__What to do__:
• 1. Translate this sentence from the "Why I Run" post below into Spanish: "He still received his special green medal for finishing the race."
• 2. Extend the "Why I Run" post below, picking up right after its final sentence.

__Selected extract__:
▽

Sunday, October 9, 2011

Why I Run

Sweat, tears, and fun. Yes, tears and fun can integrate into the same experience when you run. Today started with tears for my three year old, Gideon as he ran his first race in the Valley Harvest Marathon Kids Run. I knew trouble was ahead when Gideon fell asleep on the hour-long drive to the race, which meant waking him up and facing a cranky boy shortly before his turn. To my surprise, he seemed excited when he woke up, remembering what he had been running around the house practicing for the past few weeks. Then, in the registration line, the tears began. Most kids would be excited to receive a new T-shirt. Not Gideon. He was NOT wearing it for the race. Then he refused to wear his nametag pinned to his shirt. He cried and cried until his race was about to begin. I told him, "Okay, don't worry about the T-shirt and nametag. Just run! This is supposed to be fun!!!" So, he ran as fast as his little legs would carry him for 200 meters. Unfortunately, the race was 400 meters. When he realized he was only halfway, he sat down on the track and wailed a heart-wrenching cry. I tried to hold his hand and run with him. He was not moving. So, I picked him up my 37 pound boy and carried him for 200 meters until we crossed the finish line. Gideon was still crying. He was second-last (another parent was carried his little guy behind me), but we did it. He still received his special green medal for finishing the race.

△

__Collected data entries__:
▽

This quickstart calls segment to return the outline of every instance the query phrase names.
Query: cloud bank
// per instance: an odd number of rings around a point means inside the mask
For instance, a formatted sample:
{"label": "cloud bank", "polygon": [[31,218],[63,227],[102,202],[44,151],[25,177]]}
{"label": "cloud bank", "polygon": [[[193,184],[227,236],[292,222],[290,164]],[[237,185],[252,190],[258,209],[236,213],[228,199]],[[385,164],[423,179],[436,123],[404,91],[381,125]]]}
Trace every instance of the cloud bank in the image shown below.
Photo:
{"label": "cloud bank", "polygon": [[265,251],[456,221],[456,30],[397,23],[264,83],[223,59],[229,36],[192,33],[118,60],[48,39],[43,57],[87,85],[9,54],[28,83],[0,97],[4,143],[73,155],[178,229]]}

△

__List of answers__:
• 1. Aun así recibió su medalla verde especial por terminar la carrera.

• 2.
Then, it was Kierra's turn. My six year old is small for her age, but mighty. She is a determined young lady. She didn't train for this race, and I have to admit I was not confident she could run 800 meters without stopping. But, I encouragingly said, "You can do it!" When the horn sounded, she was off. In the pack of kids, I lost track of her, so I jogged to the other end of the green to catch sight of her on the track. She was not there near the back... had she dropped to the ground like her brother? I ran over to see... not there. I raced back to the finish line in time to see her almost there! I couldn't find her because she was in the front pack of kids!! Face white and blochy, sweat beaded on her forehead, she was running her hardest, not giving up! She probably finished 12th out of 30. I was so proud!

Caleb... my competitive yet emotional boy. I prayed he wouldn't have a breakdown if he didn't win. He gave it his all, and when I saw him approaching the finish line in 9th place out of 30 something 8-year olds, sweating and smiling ear to ear, I was beaming too.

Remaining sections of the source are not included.